Aim of the task: Count the lines in the listing that contain the word "Target", matching case exactly, and give only the number.

Input:
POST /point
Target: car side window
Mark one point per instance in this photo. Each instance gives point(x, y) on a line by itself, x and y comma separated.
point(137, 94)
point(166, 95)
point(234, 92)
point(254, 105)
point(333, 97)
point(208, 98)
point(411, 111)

--

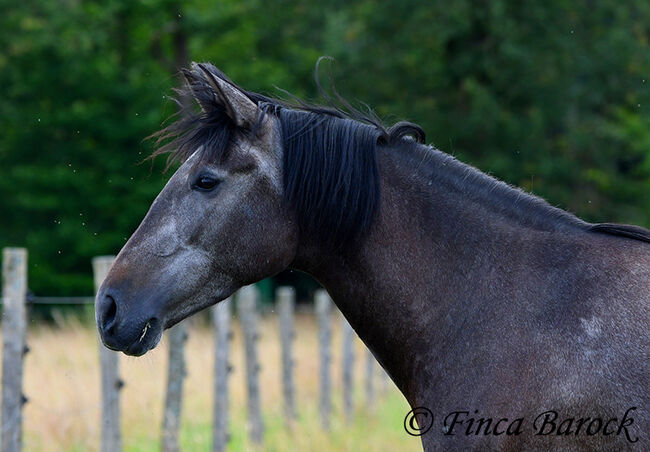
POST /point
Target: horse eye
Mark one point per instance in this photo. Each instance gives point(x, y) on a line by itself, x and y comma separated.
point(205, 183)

* * *

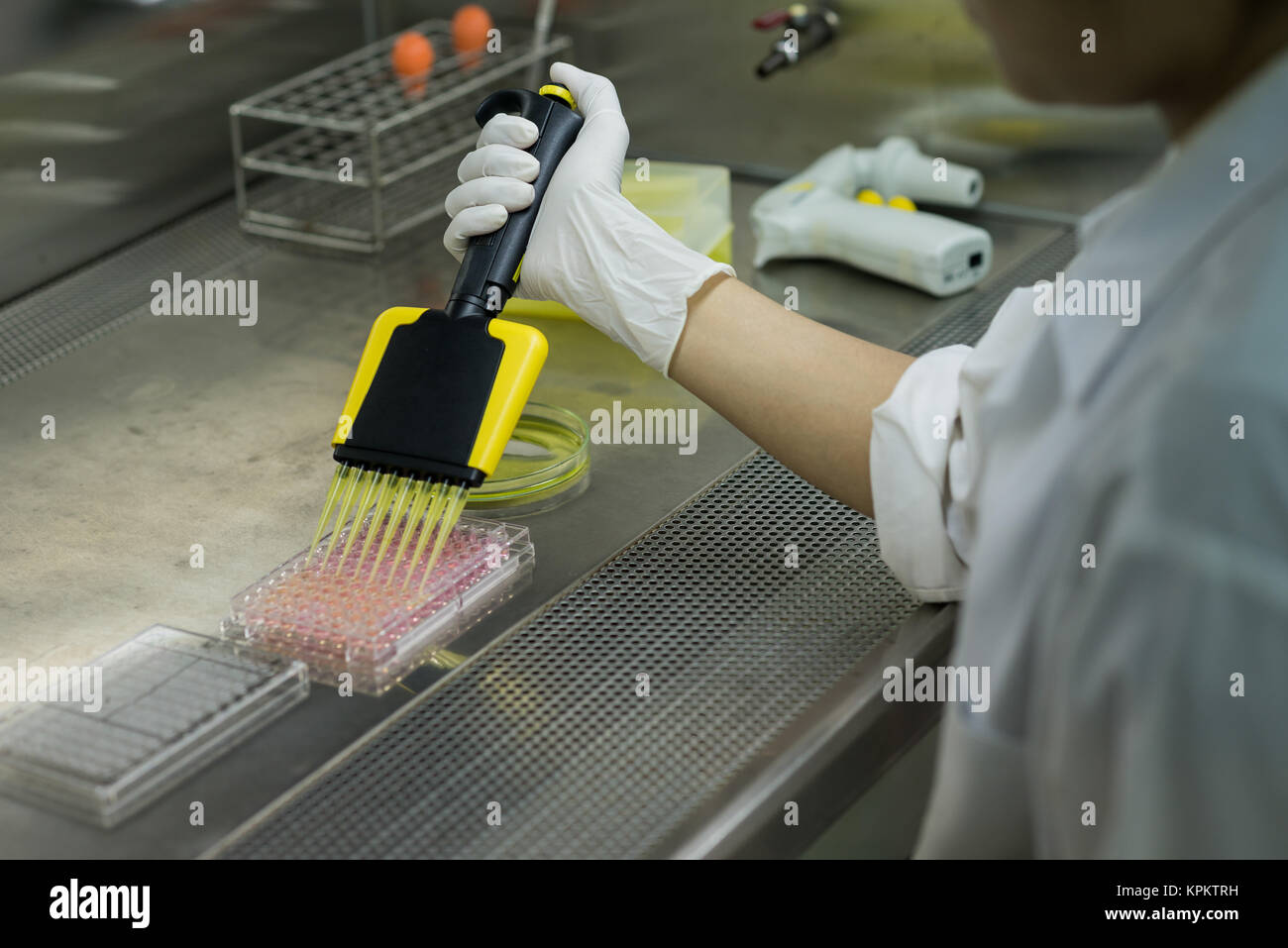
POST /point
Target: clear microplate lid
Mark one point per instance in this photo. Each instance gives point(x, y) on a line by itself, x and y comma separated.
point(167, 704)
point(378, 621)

Task answer: 3